WHAT THIS TASK INVOLVES :: Make an exact copy of all the records.

INPUT RECORDS ::

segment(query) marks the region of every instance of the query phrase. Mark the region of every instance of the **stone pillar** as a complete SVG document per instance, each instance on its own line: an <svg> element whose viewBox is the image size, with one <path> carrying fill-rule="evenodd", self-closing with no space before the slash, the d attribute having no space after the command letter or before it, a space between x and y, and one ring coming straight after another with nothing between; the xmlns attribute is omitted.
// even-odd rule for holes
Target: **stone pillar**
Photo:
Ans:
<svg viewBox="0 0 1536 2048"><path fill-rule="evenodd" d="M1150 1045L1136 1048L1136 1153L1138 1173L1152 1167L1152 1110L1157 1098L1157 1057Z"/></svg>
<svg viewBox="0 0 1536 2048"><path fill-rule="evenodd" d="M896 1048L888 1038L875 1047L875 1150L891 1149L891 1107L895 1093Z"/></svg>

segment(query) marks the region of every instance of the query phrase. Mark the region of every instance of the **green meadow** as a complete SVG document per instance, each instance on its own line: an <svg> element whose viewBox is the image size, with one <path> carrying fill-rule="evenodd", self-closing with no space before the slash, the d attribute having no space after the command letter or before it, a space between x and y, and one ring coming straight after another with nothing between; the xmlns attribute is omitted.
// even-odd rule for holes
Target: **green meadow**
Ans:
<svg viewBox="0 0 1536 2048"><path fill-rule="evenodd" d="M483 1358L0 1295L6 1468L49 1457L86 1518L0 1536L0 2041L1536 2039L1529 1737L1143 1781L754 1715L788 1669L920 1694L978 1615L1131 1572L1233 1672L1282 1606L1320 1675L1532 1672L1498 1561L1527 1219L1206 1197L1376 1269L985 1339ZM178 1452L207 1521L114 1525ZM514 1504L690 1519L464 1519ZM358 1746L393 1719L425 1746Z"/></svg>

EXPECTED ANSWER ::
segment(query) marks the region of every instance of the query phrase. Mark the region of every instance of the **stone pillar** as a complete SVG document per instance, each instance on its own line: an <svg> element whose viewBox is the image size, with one <path> carrying fill-rule="evenodd", self-closing with no space before the slash, the d attribute having no space after the command letter or before it, a space between x and y, and one ring coming straight after another with nothing between; the xmlns attribute is omitted.
// even-odd rule for holes
Target: **stone pillar**
Photo:
Ans:
<svg viewBox="0 0 1536 2048"><path fill-rule="evenodd" d="M1150 1045L1136 1048L1136 1153L1138 1173L1152 1167L1152 1110L1157 1098L1157 1057Z"/></svg>
<svg viewBox="0 0 1536 2048"><path fill-rule="evenodd" d="M896 1048L888 1038L875 1047L875 1150L891 1149L891 1107L895 1093Z"/></svg>

segment(query) marks the region of every instance of the query phrase. Mark the region of every instance of the **green meadow** as a complete SVG document per instance, each instance on its own line: an <svg> element whose viewBox is the image size, with one <path> carrying fill-rule="evenodd", self-closing with no space before the slash, the d attribute having no space after the command letter or before it, a space between x and y, and one ring coming straight after another with nothing between; the xmlns attribute is omitted.
// even-odd rule for holes
Target: **green meadow**
Ans:
<svg viewBox="0 0 1536 2048"><path fill-rule="evenodd" d="M483 1358L0 1295L6 1468L49 1457L86 1518L0 1536L0 2041L1536 2039L1529 1737L1143 1781L754 1715L788 1669L920 1694L978 1615L1131 1572L1233 1672L1282 1606L1320 1675L1532 1672L1498 1561L1527 1219L1206 1197L1376 1269L985 1339ZM178 1452L207 1521L114 1525ZM514 1504L690 1519L464 1519ZM358 1746L393 1719L425 1746Z"/></svg>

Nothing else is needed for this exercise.